◆ What the task asks:
Nothing but the line with "For the benchmark, annotate every instance of the lamp" and the lines after it, through the end of the records below, is to be repeated, exactly as it is.

◆ Data shown:
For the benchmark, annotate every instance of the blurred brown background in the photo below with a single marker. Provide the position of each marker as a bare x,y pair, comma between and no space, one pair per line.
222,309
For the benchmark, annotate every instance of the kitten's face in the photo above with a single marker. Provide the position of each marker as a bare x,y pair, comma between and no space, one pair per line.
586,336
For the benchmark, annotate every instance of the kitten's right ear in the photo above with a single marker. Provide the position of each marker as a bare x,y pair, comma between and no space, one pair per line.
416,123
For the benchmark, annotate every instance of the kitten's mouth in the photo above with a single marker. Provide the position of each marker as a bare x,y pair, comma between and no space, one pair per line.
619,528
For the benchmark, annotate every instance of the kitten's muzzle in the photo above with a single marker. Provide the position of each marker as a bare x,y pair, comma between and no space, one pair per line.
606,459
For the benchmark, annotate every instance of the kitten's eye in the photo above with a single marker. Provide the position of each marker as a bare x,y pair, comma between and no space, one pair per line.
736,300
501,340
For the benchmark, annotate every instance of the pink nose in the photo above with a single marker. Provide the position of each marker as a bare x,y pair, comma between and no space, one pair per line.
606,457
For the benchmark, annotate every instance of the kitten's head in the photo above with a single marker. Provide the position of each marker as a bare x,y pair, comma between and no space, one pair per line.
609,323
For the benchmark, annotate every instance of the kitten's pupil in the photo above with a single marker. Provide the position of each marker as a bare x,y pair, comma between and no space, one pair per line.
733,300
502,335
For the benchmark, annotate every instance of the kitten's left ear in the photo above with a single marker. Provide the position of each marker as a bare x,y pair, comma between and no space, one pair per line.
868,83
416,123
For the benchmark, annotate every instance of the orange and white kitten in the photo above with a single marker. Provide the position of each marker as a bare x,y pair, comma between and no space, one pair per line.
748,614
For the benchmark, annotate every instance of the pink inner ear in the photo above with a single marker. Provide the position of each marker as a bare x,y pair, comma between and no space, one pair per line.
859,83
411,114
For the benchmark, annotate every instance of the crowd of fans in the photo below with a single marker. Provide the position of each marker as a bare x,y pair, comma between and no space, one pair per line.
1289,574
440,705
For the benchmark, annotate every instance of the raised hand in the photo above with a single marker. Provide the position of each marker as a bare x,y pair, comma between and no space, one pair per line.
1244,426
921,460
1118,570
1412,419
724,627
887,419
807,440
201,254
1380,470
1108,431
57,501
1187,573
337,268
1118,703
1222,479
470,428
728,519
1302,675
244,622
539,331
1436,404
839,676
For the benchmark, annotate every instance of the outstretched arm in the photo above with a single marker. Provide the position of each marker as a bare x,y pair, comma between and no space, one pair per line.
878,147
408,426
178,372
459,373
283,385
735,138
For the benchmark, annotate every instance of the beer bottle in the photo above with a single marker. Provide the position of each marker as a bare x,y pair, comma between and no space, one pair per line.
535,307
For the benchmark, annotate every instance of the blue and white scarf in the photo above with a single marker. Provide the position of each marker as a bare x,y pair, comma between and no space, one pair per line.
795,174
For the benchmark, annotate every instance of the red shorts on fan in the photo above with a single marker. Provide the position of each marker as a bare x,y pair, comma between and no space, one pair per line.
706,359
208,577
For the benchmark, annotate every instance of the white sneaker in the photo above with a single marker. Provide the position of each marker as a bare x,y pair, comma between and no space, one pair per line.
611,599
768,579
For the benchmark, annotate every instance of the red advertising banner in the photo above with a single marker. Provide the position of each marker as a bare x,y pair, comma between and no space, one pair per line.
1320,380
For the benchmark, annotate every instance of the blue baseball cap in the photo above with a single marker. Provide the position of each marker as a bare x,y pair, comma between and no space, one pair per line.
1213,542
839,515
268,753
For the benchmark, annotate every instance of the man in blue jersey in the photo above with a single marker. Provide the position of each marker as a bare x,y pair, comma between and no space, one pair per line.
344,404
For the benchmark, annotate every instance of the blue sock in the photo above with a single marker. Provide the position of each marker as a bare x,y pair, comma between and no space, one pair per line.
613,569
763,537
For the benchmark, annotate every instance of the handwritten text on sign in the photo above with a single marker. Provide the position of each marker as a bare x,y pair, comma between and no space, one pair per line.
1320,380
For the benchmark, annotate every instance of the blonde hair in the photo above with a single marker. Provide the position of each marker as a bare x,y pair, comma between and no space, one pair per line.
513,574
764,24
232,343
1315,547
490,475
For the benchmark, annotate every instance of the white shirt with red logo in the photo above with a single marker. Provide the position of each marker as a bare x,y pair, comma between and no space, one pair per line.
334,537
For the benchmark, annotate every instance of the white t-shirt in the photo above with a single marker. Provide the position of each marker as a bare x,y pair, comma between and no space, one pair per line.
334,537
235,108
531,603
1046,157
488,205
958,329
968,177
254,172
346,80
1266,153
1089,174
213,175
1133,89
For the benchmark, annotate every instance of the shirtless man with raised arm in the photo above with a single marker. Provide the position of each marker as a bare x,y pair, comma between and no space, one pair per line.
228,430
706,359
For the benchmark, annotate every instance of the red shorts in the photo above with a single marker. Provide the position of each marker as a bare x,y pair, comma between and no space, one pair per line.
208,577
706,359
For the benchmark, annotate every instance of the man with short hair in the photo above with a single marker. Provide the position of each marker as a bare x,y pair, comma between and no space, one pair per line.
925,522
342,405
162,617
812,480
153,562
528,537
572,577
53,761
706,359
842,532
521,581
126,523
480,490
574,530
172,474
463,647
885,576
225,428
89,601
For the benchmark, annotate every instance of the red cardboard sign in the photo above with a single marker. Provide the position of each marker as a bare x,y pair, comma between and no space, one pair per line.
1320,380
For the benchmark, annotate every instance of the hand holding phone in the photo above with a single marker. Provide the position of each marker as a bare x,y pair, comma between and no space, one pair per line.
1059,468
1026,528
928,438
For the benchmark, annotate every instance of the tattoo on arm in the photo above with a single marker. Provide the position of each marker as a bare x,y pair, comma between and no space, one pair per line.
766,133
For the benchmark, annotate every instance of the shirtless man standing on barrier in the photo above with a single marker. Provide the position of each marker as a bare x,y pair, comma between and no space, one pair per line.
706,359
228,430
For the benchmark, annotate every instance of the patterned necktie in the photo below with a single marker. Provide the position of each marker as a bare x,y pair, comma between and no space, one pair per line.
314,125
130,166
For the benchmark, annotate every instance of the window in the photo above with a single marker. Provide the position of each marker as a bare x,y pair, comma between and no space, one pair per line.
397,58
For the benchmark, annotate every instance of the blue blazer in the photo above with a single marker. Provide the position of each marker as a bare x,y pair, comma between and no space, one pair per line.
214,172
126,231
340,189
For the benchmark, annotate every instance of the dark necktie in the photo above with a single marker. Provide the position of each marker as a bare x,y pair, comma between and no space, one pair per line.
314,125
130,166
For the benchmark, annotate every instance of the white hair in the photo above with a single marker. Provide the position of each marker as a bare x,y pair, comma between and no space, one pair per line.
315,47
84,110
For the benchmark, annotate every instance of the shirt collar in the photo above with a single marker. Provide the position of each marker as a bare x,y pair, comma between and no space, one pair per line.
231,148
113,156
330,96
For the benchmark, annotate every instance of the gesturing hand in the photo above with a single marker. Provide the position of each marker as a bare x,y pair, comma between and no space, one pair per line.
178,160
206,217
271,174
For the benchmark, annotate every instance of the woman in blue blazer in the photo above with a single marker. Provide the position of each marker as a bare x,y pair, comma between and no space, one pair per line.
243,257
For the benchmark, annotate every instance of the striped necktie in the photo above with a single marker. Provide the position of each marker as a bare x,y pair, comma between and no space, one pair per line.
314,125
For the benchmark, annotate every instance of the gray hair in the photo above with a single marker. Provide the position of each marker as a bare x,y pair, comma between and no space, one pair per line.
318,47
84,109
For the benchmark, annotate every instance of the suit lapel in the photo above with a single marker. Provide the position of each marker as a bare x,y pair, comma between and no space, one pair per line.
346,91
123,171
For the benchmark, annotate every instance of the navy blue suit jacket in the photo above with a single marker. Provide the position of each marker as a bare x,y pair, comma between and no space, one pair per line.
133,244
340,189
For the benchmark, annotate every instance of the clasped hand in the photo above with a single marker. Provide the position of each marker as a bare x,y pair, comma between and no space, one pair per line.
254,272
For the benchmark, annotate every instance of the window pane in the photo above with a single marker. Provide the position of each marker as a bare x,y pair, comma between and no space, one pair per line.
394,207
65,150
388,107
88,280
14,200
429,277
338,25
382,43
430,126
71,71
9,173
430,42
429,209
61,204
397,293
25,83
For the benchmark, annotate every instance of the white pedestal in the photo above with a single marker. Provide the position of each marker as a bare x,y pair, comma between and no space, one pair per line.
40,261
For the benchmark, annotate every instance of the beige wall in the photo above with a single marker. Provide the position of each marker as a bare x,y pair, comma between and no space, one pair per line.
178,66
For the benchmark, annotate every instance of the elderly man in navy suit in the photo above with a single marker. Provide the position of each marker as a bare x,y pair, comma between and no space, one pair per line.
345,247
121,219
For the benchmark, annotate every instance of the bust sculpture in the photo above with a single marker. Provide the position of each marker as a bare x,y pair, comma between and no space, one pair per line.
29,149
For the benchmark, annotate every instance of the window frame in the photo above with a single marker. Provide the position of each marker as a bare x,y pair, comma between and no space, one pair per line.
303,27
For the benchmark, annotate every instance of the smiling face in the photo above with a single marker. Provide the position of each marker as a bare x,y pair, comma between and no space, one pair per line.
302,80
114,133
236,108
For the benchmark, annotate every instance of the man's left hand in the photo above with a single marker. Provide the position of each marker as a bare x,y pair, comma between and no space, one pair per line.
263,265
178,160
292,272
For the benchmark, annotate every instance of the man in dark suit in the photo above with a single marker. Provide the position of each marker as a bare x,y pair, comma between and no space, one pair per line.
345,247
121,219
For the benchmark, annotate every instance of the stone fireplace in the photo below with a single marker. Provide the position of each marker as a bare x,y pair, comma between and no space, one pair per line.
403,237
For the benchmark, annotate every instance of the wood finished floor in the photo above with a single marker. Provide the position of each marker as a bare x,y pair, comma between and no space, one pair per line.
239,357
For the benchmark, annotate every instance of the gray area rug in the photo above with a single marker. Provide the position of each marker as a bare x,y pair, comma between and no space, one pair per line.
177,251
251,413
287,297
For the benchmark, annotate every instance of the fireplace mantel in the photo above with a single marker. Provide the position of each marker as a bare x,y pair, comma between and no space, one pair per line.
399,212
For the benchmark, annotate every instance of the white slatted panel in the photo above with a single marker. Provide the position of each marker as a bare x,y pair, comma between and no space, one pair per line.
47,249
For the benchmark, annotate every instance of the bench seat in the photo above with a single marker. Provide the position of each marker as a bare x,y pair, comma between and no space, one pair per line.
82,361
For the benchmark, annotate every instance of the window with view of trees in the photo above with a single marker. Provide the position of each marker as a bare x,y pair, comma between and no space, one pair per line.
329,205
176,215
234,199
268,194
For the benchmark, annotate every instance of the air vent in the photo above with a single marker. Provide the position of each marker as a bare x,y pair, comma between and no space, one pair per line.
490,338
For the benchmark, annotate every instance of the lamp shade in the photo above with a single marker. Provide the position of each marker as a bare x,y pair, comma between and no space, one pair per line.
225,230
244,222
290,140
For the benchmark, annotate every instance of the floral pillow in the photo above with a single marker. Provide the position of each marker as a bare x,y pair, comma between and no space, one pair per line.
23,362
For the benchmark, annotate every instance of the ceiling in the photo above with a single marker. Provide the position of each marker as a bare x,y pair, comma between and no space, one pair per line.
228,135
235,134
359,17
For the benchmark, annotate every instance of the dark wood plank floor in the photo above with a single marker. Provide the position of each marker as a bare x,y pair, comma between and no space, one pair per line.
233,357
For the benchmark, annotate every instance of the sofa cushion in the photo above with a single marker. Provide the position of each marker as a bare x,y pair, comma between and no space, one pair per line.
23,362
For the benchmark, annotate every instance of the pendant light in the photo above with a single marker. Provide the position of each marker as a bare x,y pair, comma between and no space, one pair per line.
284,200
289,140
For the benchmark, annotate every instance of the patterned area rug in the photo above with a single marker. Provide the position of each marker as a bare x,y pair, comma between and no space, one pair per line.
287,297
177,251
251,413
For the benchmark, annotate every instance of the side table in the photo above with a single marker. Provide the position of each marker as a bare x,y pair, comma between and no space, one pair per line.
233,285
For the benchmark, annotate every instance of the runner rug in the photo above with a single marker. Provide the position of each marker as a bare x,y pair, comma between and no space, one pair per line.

◆ Written solution:
For the benchmark, annotate every instance of the lamp shade in the photo above with a single marker. Provide the position of each marker as a bare x,y pair, comma between and no space, one pair per line.
225,230
244,222
290,140
For the benchmark, annotate every instance of the floral pillow in the photo above with a single marker. Provide the position of each marker as a bare x,y pair, comma between and no space, one pair per line.
23,362
For the benchmark, annotate every instance of the ceiling in the photo above with a single marker. Provide the position of each marker as a bare x,y pair, comma between and no space, one pair per line.
228,135
235,134
359,17
For the benchmark, annotate every instance of the dark wood plank floor in the photo above with a single marker. Provide the position of each marker as a bare x,y pair, comma between and no space, one pair per line.
233,357
For the benchmark, annotate every instance of the sofa cushion in the photo above with a single marker. Provide the position of each marker as a bare x,y pair, comma between and no space, one pair per line.
23,362
For the benchmark, annotate every instance of the pendant light in the photo above with a single marker. Provide the position of each marker as a bare x,y pair, comma between and no space, one pair per line.
284,200
289,140
For the benchmark, annotate every instance of the patterned area rug in the photo above with a single marker. Provide the position of each marker as a bare x,y pair, comma between and no space, one pair per line.
287,297
177,251
251,413
For the benchmark, annotate every instance of the side table in the photo above with a single marker. Provide the position of each marker as a bare x,y pair, comma between and no space, one pair per line.
233,285
For the benchmark, annotate every instance of the runner rug in the photo above with a single marker. Provide the position of each marker as a bare x,y pair, comma between and no space, one pair per line.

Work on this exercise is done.